TEXTO FUENTE:
>>>

Libro que pasa por diversas etapas creativas del autor, identificadas a lo largo de las seis secciones (equivalentes a seis libros) que lo conforman, Por si no puedes atraviesa al mismo tiempo diferentes estratos en la vida del poeta. Sin embargo, estas etapas se rigen por una serie de rasgos comunes. La sustancial: una interlocución con personajes femeninos que aparece desde los primeros libros, y que nos narra el ascenso de Jordi –como figura paterna, como amigo o amante incondicional- a los territorios de una vida ajena a sentimentalismos y concesiones, dispuesta al dictado o la tutela primaria. A lo largo de este diálogo amoroso, Jordi nos ofrece la biografía desnuda de sus sentimientos y una serie de escenarios (la calle o la casa) como manifestaciones de un compromiso asequible con el entorno. Se trata de una poesía donde las acciones humanas más simples adquieren una trascendencia casi mística. Una poesía de inapelable ternura que jamás rosa ni romanticismos manidos, ni chantajismos vacuos ni alocuciones conceptuales presuntuosas.

<<<

Elementos de identificación de ubicación:

>>>

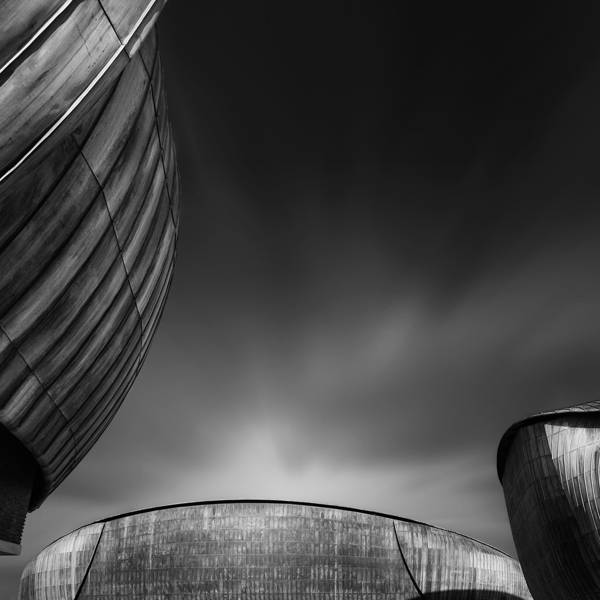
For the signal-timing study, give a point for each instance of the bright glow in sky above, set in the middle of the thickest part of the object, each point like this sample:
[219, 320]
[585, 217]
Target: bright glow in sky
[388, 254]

<<<
>>>

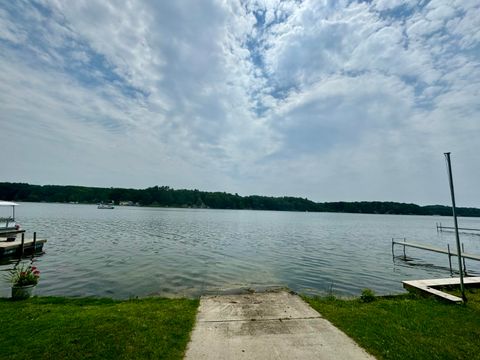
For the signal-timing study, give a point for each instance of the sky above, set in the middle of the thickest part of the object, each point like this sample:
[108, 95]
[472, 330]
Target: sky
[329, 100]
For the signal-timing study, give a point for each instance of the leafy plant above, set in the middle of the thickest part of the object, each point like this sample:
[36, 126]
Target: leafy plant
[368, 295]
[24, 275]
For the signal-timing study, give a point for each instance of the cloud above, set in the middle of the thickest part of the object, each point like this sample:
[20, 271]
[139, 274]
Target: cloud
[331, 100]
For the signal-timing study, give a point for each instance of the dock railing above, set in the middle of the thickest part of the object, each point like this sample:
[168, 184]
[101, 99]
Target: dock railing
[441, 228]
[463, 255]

<<<
>>>

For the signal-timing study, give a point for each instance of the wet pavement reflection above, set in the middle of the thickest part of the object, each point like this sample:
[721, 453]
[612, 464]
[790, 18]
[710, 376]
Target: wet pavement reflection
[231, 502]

<<<

EJERCICIO A:
Traduzca al inglés la siguiente oración del texto fuente sobre el libro Por si no puedes: "Se trata de una poesía donde las acciones humanas más simples adquieren una trascendencia casi mística."
EJERCICIO B:
Prosiga la redacción del texto fuente sobre el libro Por si no puedes a partir de su última oración.

RESPUESTA A:
This is poetry in which the simplest human actions take on an almost mystical transcendence.

RESPUESTA B:
Otro rasgo identificable (en particular en los primeros libros) es la ausencia de referencias cultas hacia el interior del tramado discursivo. Sorprende la templanza unitaria que conforma Por si no puedes, a pesar de mediar hasta siete años de distancia entre una y otra sección. Y sus separaciones se diluyen ante la voluntad de una voz enteramente conversacional desde sus primeros acordes.

Esta interlocución con la mujer ya no se vuelve tan perceptible en las tres secciones que cierran el libro, Los poemas de Turín, Todo parece indicar y Hace triste.

A partir de Los poemas de Turín, Jordi abandona el ámbito doméstico para acceder a los territorios de la referencialidad como vinculo hacia una geografía interior. Máscaras o personajes van documentando el diálogo permanente del poeta con una noción moderna de lo clásico, sin dejar de dimensionar, por eso, la domesticidad amorosa que rige sus primeros cuatro libros. Se trata de una poesía formalmente más trabajada, con una modulación madura, reconocible en las preocupaciones temáticas que la templan. Jordi no es un poeta que eluda el humor y la acidia. Muestra de ellos son algunos poemas que conforman Todo parece indicar, cuyo majestoso cierre -Ensayo de conversación con mi hija fregando los platos- recupera el tema de la educación sentimental ya tocado en Exhortación del presbítero.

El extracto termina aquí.